■ **To do**
Recast the data below as a Markdown table with two columns, Row and Line, giving each line its own numbered row and skipping blank lines. Leave the pictures out of the table.

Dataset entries
* begin *

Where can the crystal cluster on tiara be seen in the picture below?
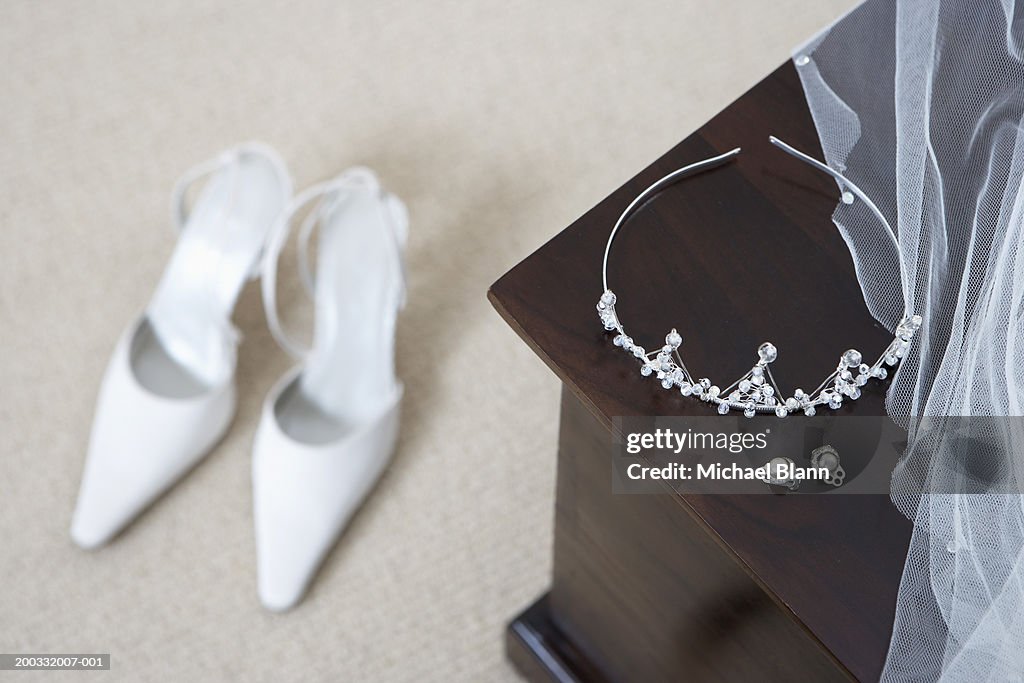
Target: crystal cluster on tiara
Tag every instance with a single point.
(757, 390)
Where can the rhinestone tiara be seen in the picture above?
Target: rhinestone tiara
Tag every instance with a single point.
(757, 390)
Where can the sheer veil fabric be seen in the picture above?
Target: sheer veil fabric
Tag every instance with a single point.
(921, 102)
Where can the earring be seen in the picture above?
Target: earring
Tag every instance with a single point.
(827, 458)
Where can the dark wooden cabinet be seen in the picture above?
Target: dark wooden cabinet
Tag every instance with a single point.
(706, 588)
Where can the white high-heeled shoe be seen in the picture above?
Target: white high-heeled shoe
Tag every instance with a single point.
(168, 393)
(330, 425)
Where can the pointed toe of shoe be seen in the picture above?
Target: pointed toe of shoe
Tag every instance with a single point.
(89, 529)
(283, 585)
(304, 495)
(140, 444)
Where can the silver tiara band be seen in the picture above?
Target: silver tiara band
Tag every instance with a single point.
(757, 390)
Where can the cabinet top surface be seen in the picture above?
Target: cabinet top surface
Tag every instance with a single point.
(731, 257)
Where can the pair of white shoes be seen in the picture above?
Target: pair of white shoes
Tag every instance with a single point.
(328, 427)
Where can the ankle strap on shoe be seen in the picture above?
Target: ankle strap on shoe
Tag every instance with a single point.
(327, 193)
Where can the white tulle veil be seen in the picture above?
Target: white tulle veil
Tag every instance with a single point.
(921, 102)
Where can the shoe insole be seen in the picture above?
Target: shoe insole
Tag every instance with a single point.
(349, 375)
(221, 242)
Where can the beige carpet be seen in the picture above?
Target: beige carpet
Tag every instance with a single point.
(499, 122)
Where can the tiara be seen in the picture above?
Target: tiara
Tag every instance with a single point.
(757, 390)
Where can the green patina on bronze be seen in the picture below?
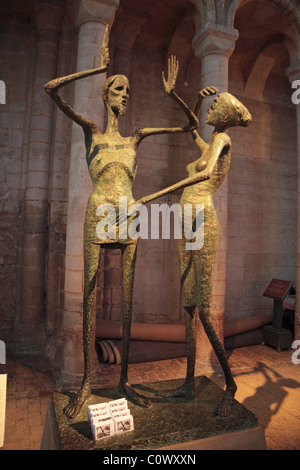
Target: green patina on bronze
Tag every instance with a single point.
(196, 266)
(112, 166)
(167, 422)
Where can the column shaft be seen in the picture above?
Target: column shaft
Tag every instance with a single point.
(213, 47)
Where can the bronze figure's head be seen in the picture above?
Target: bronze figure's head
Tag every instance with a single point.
(115, 94)
(227, 111)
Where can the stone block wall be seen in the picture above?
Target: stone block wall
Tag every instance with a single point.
(16, 61)
(262, 206)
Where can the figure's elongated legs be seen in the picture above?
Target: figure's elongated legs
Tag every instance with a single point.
(224, 407)
(91, 261)
(204, 267)
(129, 258)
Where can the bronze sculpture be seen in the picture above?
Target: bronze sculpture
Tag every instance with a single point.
(196, 266)
(111, 161)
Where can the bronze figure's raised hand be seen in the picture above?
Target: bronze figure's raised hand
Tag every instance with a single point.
(173, 67)
(105, 60)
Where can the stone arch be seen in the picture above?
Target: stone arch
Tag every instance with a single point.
(205, 12)
(261, 70)
(289, 6)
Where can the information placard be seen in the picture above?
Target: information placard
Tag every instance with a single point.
(3, 382)
(278, 289)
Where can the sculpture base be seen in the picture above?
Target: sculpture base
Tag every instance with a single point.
(170, 423)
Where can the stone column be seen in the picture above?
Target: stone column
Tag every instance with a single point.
(214, 45)
(293, 74)
(30, 327)
(91, 19)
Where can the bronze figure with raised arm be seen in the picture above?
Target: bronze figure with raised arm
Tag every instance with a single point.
(196, 265)
(111, 160)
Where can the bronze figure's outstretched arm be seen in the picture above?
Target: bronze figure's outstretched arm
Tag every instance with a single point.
(53, 86)
(217, 147)
(208, 91)
(169, 86)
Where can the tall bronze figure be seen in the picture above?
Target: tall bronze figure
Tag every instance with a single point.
(112, 165)
(196, 266)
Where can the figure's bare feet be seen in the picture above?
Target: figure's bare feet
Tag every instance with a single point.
(185, 391)
(225, 406)
(129, 392)
(75, 404)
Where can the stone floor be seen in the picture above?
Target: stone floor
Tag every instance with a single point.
(268, 385)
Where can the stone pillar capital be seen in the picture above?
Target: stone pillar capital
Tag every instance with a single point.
(215, 39)
(293, 71)
(102, 11)
(48, 16)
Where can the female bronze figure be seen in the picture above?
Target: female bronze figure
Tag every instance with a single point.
(111, 160)
(196, 266)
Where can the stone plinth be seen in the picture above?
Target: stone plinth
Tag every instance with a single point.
(168, 424)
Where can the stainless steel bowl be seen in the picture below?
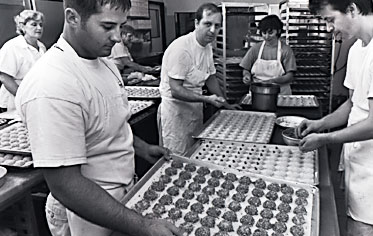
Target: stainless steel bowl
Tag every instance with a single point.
(290, 137)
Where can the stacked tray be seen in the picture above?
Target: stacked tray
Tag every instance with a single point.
(241, 126)
(138, 106)
(206, 199)
(142, 92)
(13, 160)
(14, 139)
(281, 162)
(288, 100)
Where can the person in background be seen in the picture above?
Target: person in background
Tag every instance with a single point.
(272, 60)
(19, 54)
(76, 111)
(121, 55)
(353, 19)
(188, 65)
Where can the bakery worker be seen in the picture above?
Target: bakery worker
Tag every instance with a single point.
(188, 65)
(76, 111)
(19, 54)
(352, 18)
(121, 55)
(272, 60)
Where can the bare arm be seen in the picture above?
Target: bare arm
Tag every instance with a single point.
(9, 83)
(149, 152)
(91, 202)
(284, 79)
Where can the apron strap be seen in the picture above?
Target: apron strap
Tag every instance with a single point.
(261, 50)
(279, 51)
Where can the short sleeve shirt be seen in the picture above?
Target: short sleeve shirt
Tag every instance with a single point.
(287, 57)
(16, 59)
(181, 58)
(359, 77)
(77, 114)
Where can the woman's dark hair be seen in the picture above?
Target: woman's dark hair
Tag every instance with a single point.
(208, 7)
(86, 8)
(365, 6)
(271, 22)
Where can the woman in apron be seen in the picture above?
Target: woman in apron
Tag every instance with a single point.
(19, 54)
(272, 60)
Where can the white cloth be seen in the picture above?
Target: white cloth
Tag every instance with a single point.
(268, 69)
(16, 59)
(185, 59)
(358, 155)
(77, 113)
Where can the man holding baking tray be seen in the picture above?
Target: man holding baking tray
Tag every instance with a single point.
(352, 18)
(187, 66)
(76, 110)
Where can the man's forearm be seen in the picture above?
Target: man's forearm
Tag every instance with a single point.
(91, 202)
(9, 83)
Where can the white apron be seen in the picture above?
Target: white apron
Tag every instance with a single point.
(179, 120)
(268, 69)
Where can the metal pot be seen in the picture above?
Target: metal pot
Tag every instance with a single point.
(264, 96)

* end *

■ **Written reply**
| Row | Line |
|---|---|
| 1 | Where can the crystal cluster on tiara be seen in the picture below? |
| 2 | Target: crystal cluster on tiara |
| 3 | Tag every instance with a single point. |
| 4 | (757, 390) |
| 5 | Where can the rhinestone tiara be seen in the picture above? |
| 6 | Target: rhinestone tiara |
| 7 | Tag every instance with a single point. |
| 8 | (757, 390) |
| 9 | Where can the sheer veil fabric be seen in the picture above? |
| 10 | Target: sheer veil fabric |
| 11 | Tag every instance with a single point. |
| 12 | (921, 102) |
| 13 | Where can the earring be seen in the picture above? |
| 14 | Target: earring |
| 15 | Tag every instance with a single point. |
| 16 | (827, 458) |
| 17 | Where can the dark wooden cabinet be seen in the picture above? |
| 18 | Target: dark wooden cabinet |
| 19 | Tag every instance with a single point. |
| 20 | (706, 588) |
| 21 | Where can the white high-heeled shoe be seen in the picture above? |
| 22 | Target: white high-heeled shoe |
| 23 | Tag every instance with a single point. |
| 24 | (168, 393) |
| 25 | (330, 425) |
| 26 | Where can the pointed toe of shoe be seen in the picture above? |
| 27 | Target: pointed toe of shoe |
| 28 | Tag every instance with a single point. |
| 29 | (89, 529) |
| 30 | (283, 585) |
| 31 | (304, 495) |
| 32 | (140, 444) |
| 33 | Where can the silver tiara band be seen in the picture above? |
| 34 | Target: silver tiara band |
| 35 | Tag every instance with a single point. |
| 36 | (757, 390) |
| 37 | Where can the cabinet top surface be seen in the picture above? |
| 38 | Target: cabinet top surface |
| 39 | Tag every instance with a single point. |
| 40 | (731, 257) |
| 41 | Where can the pair of white shoes be seen in the picture above? |
| 42 | Target: pair of white shoes |
| 43 | Tag every instance with a single point. |
| 44 | (328, 427) |
| 45 | Where can the ankle strap on shoe be seen in the picture above? |
| 46 | Target: ankle strap on shoe |
| 47 | Tag every instance with a single point. |
| 48 | (327, 193) |
| 49 | Where can the white tulle veil be seen in the picture above? |
| 50 | Target: white tulle veil |
| 51 | Tag every instance with a single point. |
| 52 | (921, 102) |
| 53 | Where can the shoe insole be seen in the picture above? |
| 54 | Target: shoe insole |
| 55 | Tag every instance with a single point. |
| 56 | (349, 375) |
| 57 | (221, 242) |
| 58 | Where can the beige carpet be seen in the picture above? |
| 59 | Target: beige carpet |
| 60 | Tag every instance with a single point. |
| 61 | (499, 122) |
| 62 | Where can the tiara be seen in the picture above? |
| 63 | Target: tiara |
| 64 | Tag every instance with a single point. |
| 65 | (757, 390) |
| 66 | Where can the green patina on bronze be seen in the picture below? |
| 67 | Target: green patina on bronze |
| 68 | Tag every instance with a single point. |
| 69 | (196, 266) |
| 70 | (112, 166) |
| 71 | (167, 422) |
| 72 | Where can the column shaft be seen in the picture above? |
| 73 | Target: column shaft |
| 74 | Tag every instance with a single point. |
| 75 | (213, 47) |
| 76 | Where can the bronze figure's head be seen in the picture above? |
| 77 | Target: bronze figure's head |
| 78 | Tag every instance with a single point. |
| 79 | (115, 94) |
| 80 | (227, 111) |
| 81 | Where can the stone block wall be seen in the picture above? |
| 82 | Target: stone block wall |
| 83 | Tag every instance with a single point. |
| 84 | (16, 61) |
| 85 | (262, 206) |
| 86 | Where can the figure's elongated legs be seen in the picture above? |
| 87 | Target: figure's elongated legs |
| 88 | Tag every instance with a single point. |
| 89 | (224, 407) |
| 90 | (91, 261) |
| 91 | (204, 267) |
| 92 | (129, 258) |
| 93 | Where can the bronze sculpture be seen in the picture above? |
| 94 | Target: bronze sculpture |
| 95 | Tag every instance with a single point. |
| 96 | (196, 266) |
| 97 | (111, 161) |
| 98 | Where can the bronze figure's raised hand be seen in the picture above? |
| 99 | Target: bronze figure's raised hand |
| 100 | Tag every instance with a single point. |
| 101 | (173, 67) |
| 102 | (105, 60) |
| 103 | Where can the stone arch be seen in the picture above? |
| 104 | Target: stone arch |
| 105 | Tag every instance with a single point. |
| 106 | (205, 12) |
| 107 | (261, 70) |
| 108 | (289, 6) |
| 109 | Where can the information placard be seen in the picture above? |
| 110 | Target: information placard |
| 111 | Tag every instance with a single point. |
| 112 | (3, 382) |
| 113 | (278, 289) |
| 114 | Where can the sculpture base be seen in the picture above? |
| 115 | Target: sculpture base |
| 116 | Tag every instance with a single point. |
| 117 | (170, 423) |
| 118 | Where can the stone column be seen in the picture above? |
| 119 | Target: stone column |
| 120 | Tag every instance with a single point. |
| 121 | (214, 45) |
| 122 | (293, 74) |
| 123 | (30, 327) |
| 124 | (91, 19) |
| 125 | Where can the bronze figure with raised arm be seen in the picture above? |
| 126 | Target: bronze figure with raised arm |
| 127 | Tag every instance with a single point. |
| 128 | (196, 265) |
| 129 | (111, 160) |
| 130 | Where can the bronze figure's outstretched arm be seen in the picture above? |
| 131 | Target: bronze figure's outstretched arm |
| 132 | Tag every instance with a single point. |
| 133 | (53, 86) |
| 134 | (217, 147) |
| 135 | (208, 91) |
| 136 | (169, 86) |
| 137 | Where can the tall bronze figure be seen in the picture above? |
| 138 | Target: tall bronze figure |
| 139 | Tag every instance with a single point. |
| 140 | (112, 165) |
| 141 | (196, 266) |
| 142 | Where can the figure's bare feet be seen in the picture above? |
| 143 | Target: figure's bare feet |
| 144 | Tag every instance with a single point. |
| 145 | (185, 391) |
| 146 | (225, 406) |
| 147 | (129, 392) |
| 148 | (75, 404) |
| 149 | Where can the stone floor be seen in the picture above? |
| 150 | Target: stone floor |
| 151 | Tag every instance with a single point. |
| 152 | (268, 385) |
| 153 | Where can the stone pillar capital be seen in the picture above? |
| 154 | Target: stone pillar capital |
| 155 | Tag every instance with a single point. |
| 156 | (215, 39) |
| 157 | (293, 71) |
| 158 | (102, 11) |
| 159 | (48, 16) |
| 160 | Where can the female bronze figure be seen in the picture above? |
| 161 | Target: female bronze figure |
| 162 | Tag every instance with a single point. |
| 163 | (111, 160) |
| 164 | (196, 266) |
| 165 | Where can the stone plinth be seen in the picture above? |
| 166 | Target: stone plinth |
| 167 | Tag every instance with a single point. |
| 168 | (168, 424) |
| 169 | Where can the stainless steel bowl be seen in the picture below? |
| 170 | Target: stainless steel bowl |
| 171 | Tag every instance with a single point. |
| 172 | (290, 137) |
| 173 | Where can the stacked tray be seen in the picture above? |
| 174 | Target: stacked tray |
| 175 | Tag every instance with a single point. |
| 176 | (241, 126) |
| 177 | (138, 106) |
| 178 | (206, 199) |
| 179 | (142, 92) |
| 180 | (13, 160) |
| 181 | (14, 139) |
| 182 | (281, 162) |
| 183 | (288, 100) |
| 184 | Where can the person in background be seen in the picture above? |
| 185 | Target: person in background |
| 186 | Tag every instance with a single point. |
| 187 | (272, 60) |
| 188 | (19, 54) |
| 189 | (76, 111) |
| 190 | (121, 55) |
| 191 | (353, 19) |
| 192 | (188, 65) |
| 193 | Where can the bakery worker be seen in the picture above? |
| 194 | Target: bakery worker |
| 195 | Tag every instance with a single point. |
| 196 | (188, 65) |
| 197 | (76, 111) |
| 198 | (19, 54) |
| 199 | (352, 18) |
| 200 | (121, 55) |
| 201 | (272, 60) |
| 202 | Where can the bare arm be seen in the picture above? |
| 203 | Target: bare arm |
| 204 | Tag every instance with a single point. |
| 205 | (9, 83) |
| 206 | (149, 152) |
| 207 | (91, 202) |
| 208 | (284, 79) |
| 209 | Where can the apron strap be seen in the picture above? |
| 210 | Target: apron strap |
| 211 | Tag every instance with a single point. |
| 212 | (261, 50) |
| 213 | (279, 51) |
| 214 | Where can the short sleeve shirt be seen in the picture above? |
| 215 | Target: short sleeve shirt |
| 216 | Tag every instance with a single point. |
| 217 | (287, 57) |
| 218 | (16, 59) |
| 219 | (181, 58) |
| 220 | (359, 77) |
| 221 | (77, 114) |
| 222 | Where can the woman's dark hair be seen in the picture above? |
| 223 | Target: woman's dark hair |
| 224 | Tag every instance with a single point. |
| 225 | (208, 7) |
| 226 | (86, 8) |
| 227 | (365, 6) |
| 228 | (271, 22) |
| 229 | Where can the woman in apron be seen in the picture above? |
| 230 | Target: woman in apron |
| 231 | Tag every instance with a single point. |
| 232 | (19, 54) |
| 233 | (272, 60) |
| 234 | Where can the white cloth be seen in the picture above? |
| 235 | Target: white cloth |
| 236 | Tag every instance with a single point. |
| 237 | (268, 69) |
| 238 | (16, 59) |
| 239 | (185, 59) |
| 240 | (358, 155) |
| 241 | (77, 113) |
| 242 | Where can the man holding baking tray be seen in the picture above? |
| 243 | Target: man holding baking tray |
| 244 | Tag every instance with a single point. |
| 245 | (352, 18) |
| 246 | (187, 66) |
| 247 | (76, 110) |
| 248 | Where can the man's forearm be seen in the picture above? |
| 249 | Target: man's forearm |
| 250 | Tag every instance with a single point. |
| 251 | (91, 202) |
| 252 | (9, 83) |
| 253 | Where can the white apron be seen in the picture above? |
| 254 | Target: white apron |
| 255 | Tag every instance with a single point. |
| 256 | (179, 120) |
| 257 | (268, 69) |
| 258 | Where can the metal pot be seen in the picture above? |
| 259 | Target: metal pot |
| 260 | Tag every instance with a single point. |
| 261 | (264, 96) |